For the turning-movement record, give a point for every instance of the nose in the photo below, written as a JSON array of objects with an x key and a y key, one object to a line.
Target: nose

• • • • •

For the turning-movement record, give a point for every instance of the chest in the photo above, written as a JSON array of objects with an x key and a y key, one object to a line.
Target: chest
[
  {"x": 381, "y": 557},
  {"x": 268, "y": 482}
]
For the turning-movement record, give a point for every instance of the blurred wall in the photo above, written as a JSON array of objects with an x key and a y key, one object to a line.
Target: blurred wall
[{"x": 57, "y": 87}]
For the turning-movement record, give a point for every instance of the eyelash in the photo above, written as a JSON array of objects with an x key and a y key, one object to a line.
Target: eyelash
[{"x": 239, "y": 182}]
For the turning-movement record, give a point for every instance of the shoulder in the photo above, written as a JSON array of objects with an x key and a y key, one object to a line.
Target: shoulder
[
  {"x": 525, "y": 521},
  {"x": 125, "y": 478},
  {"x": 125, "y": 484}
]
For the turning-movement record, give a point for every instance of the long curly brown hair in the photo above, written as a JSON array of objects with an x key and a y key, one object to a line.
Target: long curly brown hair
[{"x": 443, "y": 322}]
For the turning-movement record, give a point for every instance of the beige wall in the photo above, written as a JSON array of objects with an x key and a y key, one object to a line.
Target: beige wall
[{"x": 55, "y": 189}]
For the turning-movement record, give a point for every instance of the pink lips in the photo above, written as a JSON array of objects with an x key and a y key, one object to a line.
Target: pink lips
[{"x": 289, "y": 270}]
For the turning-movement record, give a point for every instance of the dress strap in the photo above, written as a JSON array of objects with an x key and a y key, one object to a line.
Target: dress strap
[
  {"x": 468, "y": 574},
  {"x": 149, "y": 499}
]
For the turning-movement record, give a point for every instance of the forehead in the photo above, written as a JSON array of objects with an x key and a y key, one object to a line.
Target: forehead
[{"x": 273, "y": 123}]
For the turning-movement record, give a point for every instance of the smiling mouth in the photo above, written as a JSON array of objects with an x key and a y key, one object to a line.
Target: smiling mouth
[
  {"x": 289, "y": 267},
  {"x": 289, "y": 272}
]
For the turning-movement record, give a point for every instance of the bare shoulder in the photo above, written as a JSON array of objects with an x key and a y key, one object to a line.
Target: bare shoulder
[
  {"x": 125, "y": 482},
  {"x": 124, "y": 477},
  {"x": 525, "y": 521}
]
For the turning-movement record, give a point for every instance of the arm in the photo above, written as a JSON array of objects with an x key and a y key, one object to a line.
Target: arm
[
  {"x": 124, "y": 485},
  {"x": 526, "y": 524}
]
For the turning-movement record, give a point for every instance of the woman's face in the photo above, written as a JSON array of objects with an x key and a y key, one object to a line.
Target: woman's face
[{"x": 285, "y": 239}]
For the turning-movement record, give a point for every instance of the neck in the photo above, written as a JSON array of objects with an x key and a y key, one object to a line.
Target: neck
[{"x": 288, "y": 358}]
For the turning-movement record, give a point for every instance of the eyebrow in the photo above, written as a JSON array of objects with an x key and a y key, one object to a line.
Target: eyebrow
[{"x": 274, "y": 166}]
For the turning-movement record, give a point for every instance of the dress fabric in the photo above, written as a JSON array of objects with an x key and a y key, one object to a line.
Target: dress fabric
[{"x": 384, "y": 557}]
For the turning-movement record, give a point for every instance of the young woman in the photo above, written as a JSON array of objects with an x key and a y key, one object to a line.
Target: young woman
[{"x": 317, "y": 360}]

• • • • •

→ **STATED PROBLEM**: Arrange the material from the line with "of the nose" up to and including the line with "Target: nose" as a Markdown table with two columns, Row and Line. Give each line its number and skip any blank lines.

→ **EXERCISE OUTPUT**:
| Row | Line |
|---|---|
| 1 | For the turning-movement record, give a point for every instance of the nose in the photo below, written as a JSON array of objects with an x key and a y key, one object to a line. |
| 2 | Target: nose |